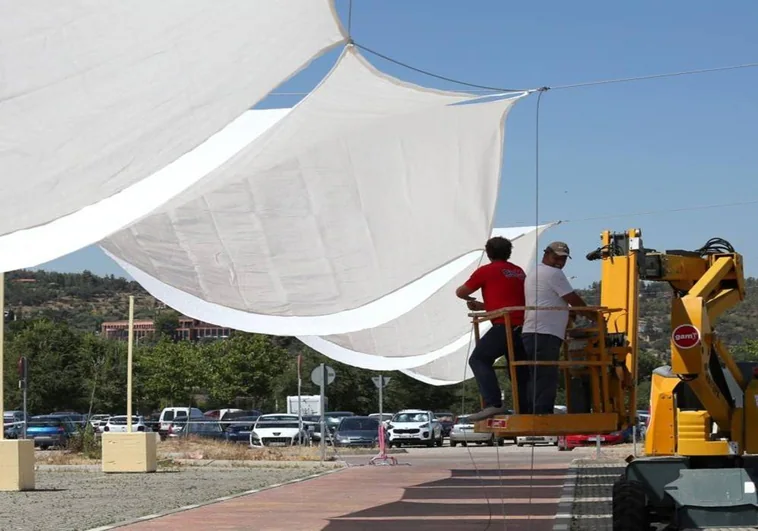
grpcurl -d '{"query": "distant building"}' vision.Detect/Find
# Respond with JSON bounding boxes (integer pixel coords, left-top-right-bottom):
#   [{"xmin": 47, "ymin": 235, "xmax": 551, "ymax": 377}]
[{"xmin": 101, "ymin": 317, "xmax": 231, "ymax": 342}]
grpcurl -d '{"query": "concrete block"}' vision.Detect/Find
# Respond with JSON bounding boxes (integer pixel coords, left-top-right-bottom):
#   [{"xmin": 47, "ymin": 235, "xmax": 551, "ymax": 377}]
[
  {"xmin": 102, "ymin": 432, "xmax": 158, "ymax": 473},
  {"xmin": 0, "ymin": 439, "xmax": 35, "ymax": 491}
]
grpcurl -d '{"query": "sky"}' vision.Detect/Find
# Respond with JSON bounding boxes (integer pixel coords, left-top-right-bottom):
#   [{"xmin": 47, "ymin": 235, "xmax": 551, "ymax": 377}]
[{"xmin": 34, "ymin": 0, "xmax": 758, "ymax": 289}]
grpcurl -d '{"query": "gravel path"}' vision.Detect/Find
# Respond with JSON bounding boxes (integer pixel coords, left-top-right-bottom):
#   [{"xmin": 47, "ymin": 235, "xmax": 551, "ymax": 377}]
[{"xmin": 0, "ymin": 466, "xmax": 329, "ymax": 531}]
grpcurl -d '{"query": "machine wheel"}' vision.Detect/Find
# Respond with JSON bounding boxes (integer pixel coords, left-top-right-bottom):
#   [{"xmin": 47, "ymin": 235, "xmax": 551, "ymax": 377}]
[
  {"xmin": 450, "ymin": 440, "xmax": 457, "ymax": 447},
  {"xmin": 435, "ymin": 435, "xmax": 443, "ymax": 447},
  {"xmin": 612, "ymin": 479, "xmax": 649, "ymax": 530},
  {"xmin": 497, "ymin": 438, "xmax": 505, "ymax": 447}
]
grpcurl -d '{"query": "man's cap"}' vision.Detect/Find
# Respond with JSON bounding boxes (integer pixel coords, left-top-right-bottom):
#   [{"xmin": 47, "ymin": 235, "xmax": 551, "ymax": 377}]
[{"xmin": 545, "ymin": 241, "xmax": 571, "ymax": 258}]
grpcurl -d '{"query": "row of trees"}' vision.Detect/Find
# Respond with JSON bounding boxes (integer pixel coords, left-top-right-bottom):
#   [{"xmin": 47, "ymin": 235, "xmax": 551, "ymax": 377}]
[
  {"xmin": 1, "ymin": 318, "xmax": 482, "ymax": 416},
  {"xmin": 4, "ymin": 315, "xmax": 758, "ymax": 417}
]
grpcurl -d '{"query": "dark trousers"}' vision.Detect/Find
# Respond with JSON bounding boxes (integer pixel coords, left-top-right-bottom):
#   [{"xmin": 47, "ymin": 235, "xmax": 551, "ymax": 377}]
[
  {"xmin": 521, "ymin": 333, "xmax": 564, "ymax": 414},
  {"xmin": 469, "ymin": 324, "xmax": 529, "ymax": 412}
]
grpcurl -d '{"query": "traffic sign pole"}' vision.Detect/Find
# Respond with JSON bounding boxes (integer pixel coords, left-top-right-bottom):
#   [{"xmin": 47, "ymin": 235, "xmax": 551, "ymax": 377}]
[{"xmin": 319, "ymin": 363, "xmax": 326, "ymax": 462}]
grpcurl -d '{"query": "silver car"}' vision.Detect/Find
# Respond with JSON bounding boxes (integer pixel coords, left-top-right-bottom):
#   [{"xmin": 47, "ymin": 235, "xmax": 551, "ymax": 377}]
[{"xmin": 449, "ymin": 414, "xmax": 505, "ymax": 447}]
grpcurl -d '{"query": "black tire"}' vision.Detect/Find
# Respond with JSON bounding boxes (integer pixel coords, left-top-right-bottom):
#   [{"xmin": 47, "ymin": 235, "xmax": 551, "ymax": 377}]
[
  {"xmin": 497, "ymin": 438, "xmax": 505, "ymax": 447},
  {"xmin": 435, "ymin": 435, "xmax": 443, "ymax": 447},
  {"xmin": 451, "ymin": 440, "xmax": 457, "ymax": 447},
  {"xmin": 487, "ymin": 437, "xmax": 495, "ymax": 447},
  {"xmin": 612, "ymin": 479, "xmax": 649, "ymax": 530}
]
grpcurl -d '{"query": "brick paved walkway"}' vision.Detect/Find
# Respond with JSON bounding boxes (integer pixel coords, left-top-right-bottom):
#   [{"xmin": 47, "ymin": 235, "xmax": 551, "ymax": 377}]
[{"xmin": 119, "ymin": 460, "xmax": 570, "ymax": 530}]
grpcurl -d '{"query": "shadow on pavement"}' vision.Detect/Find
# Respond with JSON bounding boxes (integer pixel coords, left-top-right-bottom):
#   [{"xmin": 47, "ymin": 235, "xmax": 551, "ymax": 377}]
[{"xmin": 323, "ymin": 467, "xmax": 568, "ymax": 531}]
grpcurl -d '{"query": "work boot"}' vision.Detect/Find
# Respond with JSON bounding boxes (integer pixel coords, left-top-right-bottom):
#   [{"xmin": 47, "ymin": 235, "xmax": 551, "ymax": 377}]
[{"xmin": 467, "ymin": 405, "xmax": 507, "ymax": 422}]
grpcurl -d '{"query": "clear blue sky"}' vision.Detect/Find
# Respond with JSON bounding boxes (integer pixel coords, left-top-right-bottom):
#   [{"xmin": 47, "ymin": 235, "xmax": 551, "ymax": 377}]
[{"xmin": 36, "ymin": 0, "xmax": 758, "ymax": 289}]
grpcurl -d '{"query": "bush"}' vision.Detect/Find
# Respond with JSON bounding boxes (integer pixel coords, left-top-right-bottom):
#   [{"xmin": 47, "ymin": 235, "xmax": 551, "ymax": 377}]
[{"xmin": 66, "ymin": 424, "xmax": 101, "ymax": 459}]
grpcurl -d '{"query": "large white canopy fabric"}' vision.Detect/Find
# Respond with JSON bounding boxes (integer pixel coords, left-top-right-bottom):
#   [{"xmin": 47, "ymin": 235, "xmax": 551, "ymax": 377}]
[
  {"xmin": 297, "ymin": 224, "xmax": 555, "ymax": 370},
  {"xmin": 0, "ymin": 0, "xmax": 345, "ymax": 272},
  {"xmin": 101, "ymin": 46, "xmax": 527, "ymax": 336}
]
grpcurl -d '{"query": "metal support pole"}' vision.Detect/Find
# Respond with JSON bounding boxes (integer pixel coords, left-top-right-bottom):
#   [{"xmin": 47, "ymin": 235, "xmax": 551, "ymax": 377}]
[
  {"xmin": 378, "ymin": 375, "xmax": 383, "ymax": 421},
  {"xmin": 319, "ymin": 363, "xmax": 326, "ymax": 462},
  {"xmin": 596, "ymin": 434, "xmax": 601, "ymax": 459},
  {"xmin": 22, "ymin": 384, "xmax": 27, "ymax": 441},
  {"xmin": 297, "ymin": 354, "xmax": 302, "ymax": 444},
  {"xmin": 126, "ymin": 296, "xmax": 134, "ymax": 433},
  {"xmin": 0, "ymin": 272, "xmax": 5, "ymax": 441}
]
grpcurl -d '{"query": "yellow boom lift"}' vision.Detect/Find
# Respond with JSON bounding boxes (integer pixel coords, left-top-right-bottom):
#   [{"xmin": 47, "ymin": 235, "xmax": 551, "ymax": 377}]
[{"xmin": 472, "ymin": 228, "xmax": 758, "ymax": 530}]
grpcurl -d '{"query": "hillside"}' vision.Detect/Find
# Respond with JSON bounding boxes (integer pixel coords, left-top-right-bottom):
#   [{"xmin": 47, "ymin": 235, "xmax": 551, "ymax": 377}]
[
  {"xmin": 5, "ymin": 270, "xmax": 161, "ymax": 332},
  {"xmin": 577, "ymin": 278, "xmax": 758, "ymax": 358},
  {"xmin": 6, "ymin": 269, "xmax": 758, "ymax": 357}
]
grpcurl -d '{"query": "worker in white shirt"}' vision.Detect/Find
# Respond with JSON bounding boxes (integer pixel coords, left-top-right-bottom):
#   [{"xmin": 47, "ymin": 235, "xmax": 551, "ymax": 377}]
[{"xmin": 521, "ymin": 242, "xmax": 590, "ymax": 414}]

**TO DO**
Show the lines from the data above that contain the string "white".

**YOUR RESPONSE**
grpcurl -d '{"query": "large white canopy fabric"}' vision.Detect/Find
grpcurl -d '{"query": "worker in white shirt"}' vision.Detect/Find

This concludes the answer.